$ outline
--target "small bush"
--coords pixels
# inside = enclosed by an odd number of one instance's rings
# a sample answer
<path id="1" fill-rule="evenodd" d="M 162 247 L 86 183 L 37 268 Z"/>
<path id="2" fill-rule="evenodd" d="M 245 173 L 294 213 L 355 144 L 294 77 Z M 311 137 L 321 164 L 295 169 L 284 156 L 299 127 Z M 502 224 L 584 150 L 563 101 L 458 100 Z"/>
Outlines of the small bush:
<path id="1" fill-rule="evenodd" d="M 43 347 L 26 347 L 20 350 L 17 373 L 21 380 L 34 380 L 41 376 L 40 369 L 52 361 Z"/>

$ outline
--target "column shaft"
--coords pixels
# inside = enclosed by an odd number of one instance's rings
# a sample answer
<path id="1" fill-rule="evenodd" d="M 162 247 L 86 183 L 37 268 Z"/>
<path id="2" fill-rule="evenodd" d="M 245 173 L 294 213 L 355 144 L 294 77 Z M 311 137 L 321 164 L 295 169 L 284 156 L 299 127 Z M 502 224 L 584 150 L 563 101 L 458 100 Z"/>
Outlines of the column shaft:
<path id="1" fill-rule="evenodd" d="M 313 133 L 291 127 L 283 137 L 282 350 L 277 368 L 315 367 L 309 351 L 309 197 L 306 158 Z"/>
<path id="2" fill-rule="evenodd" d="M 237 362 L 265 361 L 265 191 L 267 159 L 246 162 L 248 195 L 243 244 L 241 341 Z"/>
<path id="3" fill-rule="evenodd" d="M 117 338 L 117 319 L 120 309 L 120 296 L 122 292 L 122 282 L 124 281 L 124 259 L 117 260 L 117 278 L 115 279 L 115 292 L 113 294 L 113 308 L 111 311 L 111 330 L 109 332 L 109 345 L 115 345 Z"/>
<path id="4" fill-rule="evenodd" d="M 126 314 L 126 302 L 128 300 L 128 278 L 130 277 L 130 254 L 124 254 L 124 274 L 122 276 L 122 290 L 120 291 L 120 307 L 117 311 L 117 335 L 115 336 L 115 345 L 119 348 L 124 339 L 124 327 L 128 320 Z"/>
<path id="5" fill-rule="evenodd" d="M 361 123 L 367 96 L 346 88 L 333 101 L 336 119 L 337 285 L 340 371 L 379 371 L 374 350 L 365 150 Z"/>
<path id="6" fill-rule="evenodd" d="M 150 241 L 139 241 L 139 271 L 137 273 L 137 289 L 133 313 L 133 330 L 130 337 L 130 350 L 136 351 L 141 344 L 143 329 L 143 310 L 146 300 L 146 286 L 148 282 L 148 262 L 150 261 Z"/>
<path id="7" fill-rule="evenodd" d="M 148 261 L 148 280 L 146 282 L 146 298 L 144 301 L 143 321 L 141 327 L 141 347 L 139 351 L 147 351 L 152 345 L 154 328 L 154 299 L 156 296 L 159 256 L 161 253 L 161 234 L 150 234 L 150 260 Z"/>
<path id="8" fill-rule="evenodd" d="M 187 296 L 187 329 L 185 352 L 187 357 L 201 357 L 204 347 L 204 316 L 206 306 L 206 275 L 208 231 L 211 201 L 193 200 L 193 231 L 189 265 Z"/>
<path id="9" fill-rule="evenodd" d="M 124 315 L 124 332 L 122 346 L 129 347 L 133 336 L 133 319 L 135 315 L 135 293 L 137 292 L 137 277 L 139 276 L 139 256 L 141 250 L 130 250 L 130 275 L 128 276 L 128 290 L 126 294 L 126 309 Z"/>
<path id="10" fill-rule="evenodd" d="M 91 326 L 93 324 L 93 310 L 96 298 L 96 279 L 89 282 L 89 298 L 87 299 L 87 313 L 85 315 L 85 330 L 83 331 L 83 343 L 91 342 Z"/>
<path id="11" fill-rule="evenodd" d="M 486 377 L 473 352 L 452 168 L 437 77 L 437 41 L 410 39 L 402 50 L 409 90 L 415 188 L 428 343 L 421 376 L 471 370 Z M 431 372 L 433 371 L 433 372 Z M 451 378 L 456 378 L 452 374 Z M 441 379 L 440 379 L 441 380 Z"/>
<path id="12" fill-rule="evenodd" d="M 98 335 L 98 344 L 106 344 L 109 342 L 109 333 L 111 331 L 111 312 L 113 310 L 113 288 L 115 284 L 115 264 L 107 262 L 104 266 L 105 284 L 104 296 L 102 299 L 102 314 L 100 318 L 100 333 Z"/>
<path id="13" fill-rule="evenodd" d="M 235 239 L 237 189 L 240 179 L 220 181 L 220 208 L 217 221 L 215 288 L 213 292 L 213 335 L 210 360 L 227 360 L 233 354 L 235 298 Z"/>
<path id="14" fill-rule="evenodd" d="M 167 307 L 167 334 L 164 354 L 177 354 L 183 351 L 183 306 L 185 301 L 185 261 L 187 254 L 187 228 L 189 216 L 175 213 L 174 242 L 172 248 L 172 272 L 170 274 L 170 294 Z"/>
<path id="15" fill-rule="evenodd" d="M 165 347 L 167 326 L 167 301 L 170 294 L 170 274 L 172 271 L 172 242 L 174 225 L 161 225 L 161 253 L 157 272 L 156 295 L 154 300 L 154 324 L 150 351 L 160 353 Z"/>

§ What is needed
Return all of the lines above exactly, with none omitted.

§ Task result
$ outline
--target "small bush"
--coords pixels
# inside = enclosed by an odd number of one instance's rings
# a sample answer
<path id="1" fill-rule="evenodd" d="M 162 247 L 86 183 L 37 268 Z"/>
<path id="2" fill-rule="evenodd" d="M 245 173 L 294 213 L 355 144 L 294 77 Z M 311 137 L 321 164 L 295 169 L 284 156 L 299 127 Z M 502 224 L 584 150 L 563 101 L 458 100 Z"/>
Outlines of the small bush:
<path id="1" fill-rule="evenodd" d="M 43 347 L 26 347 L 20 350 L 17 373 L 21 380 L 34 380 L 41 376 L 40 369 L 52 361 Z"/>

$ outline
--target "column shaft"
--coords pixels
# inside = enclosed by an odd number of one instance's rings
# a sample answer
<path id="1" fill-rule="evenodd" d="M 162 247 L 86 183 L 37 268 Z"/>
<path id="2" fill-rule="evenodd" d="M 245 173 L 294 213 L 355 144 L 294 77 Z M 311 137 L 321 164 L 295 169 L 284 156 L 299 127 Z M 502 224 L 584 150 L 563 101 L 458 100 Z"/>
Outlines of the column shaft:
<path id="1" fill-rule="evenodd" d="M 313 133 L 291 127 L 283 137 L 282 350 L 277 368 L 315 367 L 309 351 L 309 197 L 306 158 Z"/>
<path id="2" fill-rule="evenodd" d="M 237 362 L 265 361 L 265 191 L 267 159 L 246 162 L 248 195 L 243 244 L 241 341 Z"/>
<path id="3" fill-rule="evenodd" d="M 117 338 L 117 319 L 120 309 L 120 296 L 122 292 L 122 282 L 124 281 L 124 259 L 117 260 L 117 278 L 115 279 L 115 292 L 113 294 L 113 308 L 111 311 L 111 330 L 109 332 L 109 345 L 115 345 Z"/>
<path id="4" fill-rule="evenodd" d="M 126 314 L 126 302 L 128 300 L 128 278 L 130 277 L 130 254 L 124 254 L 124 274 L 122 276 L 122 290 L 120 291 L 120 307 L 117 311 L 117 335 L 115 336 L 115 345 L 119 348 L 124 339 L 124 327 L 128 320 Z"/>
<path id="5" fill-rule="evenodd" d="M 361 123 L 367 96 L 346 88 L 333 101 L 336 119 L 337 285 L 340 371 L 379 371 L 374 350 L 365 150 Z"/>
<path id="6" fill-rule="evenodd" d="M 150 241 L 139 241 L 139 271 L 137 273 L 137 289 L 133 313 L 133 330 L 130 337 L 130 350 L 136 351 L 141 344 L 143 329 L 143 310 L 146 300 L 146 286 L 148 282 L 148 262 L 150 261 Z"/>
<path id="7" fill-rule="evenodd" d="M 148 261 L 148 280 L 146 282 L 146 298 L 144 301 L 143 321 L 141 327 L 141 347 L 139 351 L 147 351 L 152 345 L 154 328 L 154 299 L 156 296 L 159 256 L 161 253 L 161 234 L 150 234 L 150 260 Z"/>
<path id="8" fill-rule="evenodd" d="M 187 296 L 187 329 L 185 352 L 187 357 L 201 357 L 204 347 L 204 316 L 206 306 L 206 275 L 208 231 L 211 201 L 193 200 L 193 231 L 189 265 Z"/>
<path id="9" fill-rule="evenodd" d="M 124 315 L 124 332 L 122 346 L 129 347 L 133 336 L 133 319 L 135 315 L 135 293 L 137 292 L 137 277 L 139 276 L 139 256 L 141 250 L 130 250 L 130 275 L 128 276 L 128 290 L 126 294 L 126 309 Z"/>
<path id="10" fill-rule="evenodd" d="M 91 326 L 93 324 L 93 310 L 96 298 L 96 279 L 89 282 L 89 298 L 87 299 L 87 313 L 85 315 L 85 330 L 83 331 L 83 343 L 91 342 Z"/>
<path id="11" fill-rule="evenodd" d="M 486 377 L 473 352 L 452 168 L 437 77 L 437 41 L 410 39 L 402 50 L 409 90 L 415 188 L 428 343 L 421 376 L 471 370 Z M 431 372 L 433 371 L 433 372 Z M 451 378 L 456 378 L 452 374 Z M 441 379 L 440 379 L 441 380 Z"/>
<path id="12" fill-rule="evenodd" d="M 98 335 L 98 344 L 106 344 L 109 342 L 109 333 L 111 331 L 111 312 L 113 310 L 113 288 L 115 284 L 115 264 L 107 262 L 104 266 L 105 284 L 104 296 L 102 299 L 102 314 L 100 318 L 100 333 Z"/>
<path id="13" fill-rule="evenodd" d="M 235 239 L 237 189 L 240 179 L 220 181 L 220 208 L 217 221 L 215 288 L 213 292 L 213 335 L 210 360 L 227 360 L 233 354 L 235 298 Z"/>
<path id="14" fill-rule="evenodd" d="M 167 307 L 167 334 L 164 354 L 177 354 L 183 351 L 183 306 L 185 301 L 185 261 L 187 254 L 187 228 L 189 216 L 175 213 L 174 242 L 172 248 L 172 272 L 170 274 L 170 294 Z"/>
<path id="15" fill-rule="evenodd" d="M 165 347 L 167 326 L 167 301 L 170 294 L 170 274 L 172 271 L 172 242 L 174 225 L 161 225 L 161 253 L 157 272 L 156 295 L 154 300 L 154 324 L 150 351 L 160 353 Z"/>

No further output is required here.